- PASSAGE SHOWN
-- -- --
Managing Pain During Your Hospital Stay

Pain scale 1 to 10

Pain is an individual experience. Managing the pain that you experience takes communication and teamwork between you and your healthcare providers. We are committed to always providing our patients with optimal pain management at all stages of their care.

What is Pain?

Pain is a physical discomfort or suffering caused by illness or injury. Each person’s pain is unique. It is affected by your physical condition, past experiences, and your attitudes and emotions. You may not describe or experience pain in the same way as another person with the same condition. Our team recognizes that your pain is what you feel it is.

Why Is It Important to Control Pain?

Our goal is to help return you to your activities of daily living. Pain can affect your activity, mood, sleep, energy and relationships. It is important to control pain to prevent suffering and allow for faster recovery. The goal is to help control the pain, but not have it completely go away. This is because pain can help guide you in the recovery process to allow you not to overwork yourself.

How Can You Inform Your Care Team of Your Pain?

If you are experiencing pain, inform your care team at the onset of your pain. Use these questions to help describe your pain:

  • How does your pain feel?
  • Is it constant or does it come and go (intermittent)?
  • When did it start?
  • How long does it last?
  • Are you experiencing it in one particular area? Is it radiating to other areas?
  • Is it deep or on the surface?
  • Is it throbbing, burning, stabbing, cramping, aching, dull, or sharp?
  • What makes the pain worse? What makes it better?

How Much Does Your Pain Hurt?

Our team will routinely ask your pain level to help us evaluate if your pain is adequately managed and how best to control it. You will be asked throughout your hospital stay to rate your pain on a scale of 0 to 10. (0 = No Pain and 10 = the worst pain you can imagine or have ever experienced.)
-- -- --
- ENTRIES SUPPLIED

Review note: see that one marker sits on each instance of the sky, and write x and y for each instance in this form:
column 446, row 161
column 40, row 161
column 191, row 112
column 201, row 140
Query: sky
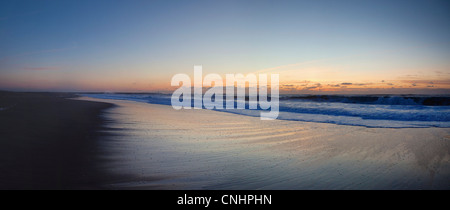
column 361, row 46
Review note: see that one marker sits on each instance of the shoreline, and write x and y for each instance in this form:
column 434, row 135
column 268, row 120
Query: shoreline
column 62, row 141
column 162, row 148
column 49, row 141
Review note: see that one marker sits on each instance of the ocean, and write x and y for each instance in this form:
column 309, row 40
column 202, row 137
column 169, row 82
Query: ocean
-- -- --
- COMPLETE THE FOLLOWING
- 1) Translate this sentence from the text on managing hospital pain into Spanish: "Our team recognizes that your pain is what you feel it is."
- 2) Decide whether each statement agrees with the text on managing hospital pain. Answer yes or no for each, and quote the words from the text that decide it.
(a) The goal is to make the pain go away completely.
(b) On the rating scale, 0 means no pain.
(c) Patients should wait until pain becomes severe before telling their care team.
- 3) Write the next part of the text on managing hospital pain, starting after its last sentence.

- RESPONSES TO THE EXERCISE
- 1) Nuestro equipo reconoce que su dolor es lo que usted siente que es.

- 2)
(a) No: "The goal is to help control the pain, but not have it completely go away."
(b) Yes: "0 = No Pain"
(c) No: "inform your care team at the onset of your pain"

- 3)
Pain Management That Is Centered Around the Patient

Our multidisciplinary pain management team is trained in the most current techniques for managing pain. The team’s board-certified pain management physicians and nurse practitioners work closely with your medical and surgical, anesthesiology, nursing, and rehabilitation teams to ensure that any pain you may experience is appropriately controlled during your recovery. The focus of
our care is centered around you the patient.

Treating Your Pain

Englewood Health’s team will create an individualized plan to treat your pain, based on your needs and preferences, aligned with specific goals for your recovery.

  • If you are having surgery, ask your surgeon about his or her plans to control pain after your procedure. This may include medications that you will receive before the operation to minimize pain later and what medications or other techniques will be available for pain relief after your surgery, which may include nerve blocks, epidurals or patient-controlled analgesia.
  • For both medical and surgical patients, non-medical techniques such as deep breathing, relaxation techniques, guided imagery, heat or ice, medically supervised acupuncture, and massage therapy can be effective methods of managing pain.
  • Mild to moderate pain is generally treated with non-opioid pain relievers such as acetaminophen, NSAIDs (non-steroidal anti-inflammatory drugs), ibuprofen, muscle relaxants, and/or nerve-related pain medications, which may be added as appropriate. Please let your care team know if you wish to avoid these kind of medications.
  • Severe pain may be treated with various approaches and sometimes this may include opioids. Please let your healthcare provider know if you have any concerns regarding opioids or have had any type of addiction, including alcohol. Opioids can cause side effects including constipation. If taking an opioid prescription, you will be started on stool softeners and a bowel regimen. If you experience any side effects while on these medications, let your nurse know. Opioids are not intended for long-term use. Prescription opioids carry serious risks of addiction, overdose and death, especially with prolonged use. As you heal your pain will decrease and you will not need opioids.

Taking an Active Role in Your Pain Management

Patients play an important role in effective pain management. You can help improve your pain by:

  • Working closely with your doctors and nurses (your care team) to develop goals for pain alleviation and to design the best pain management plan for you. Be sure to discuss any concerns you
    may have with your team. Inform your care team of techniques and medicines that have helped or not helped you in the past.
  • Telling your care team about all allergies and any adverse effects to pain medications that you have experienced.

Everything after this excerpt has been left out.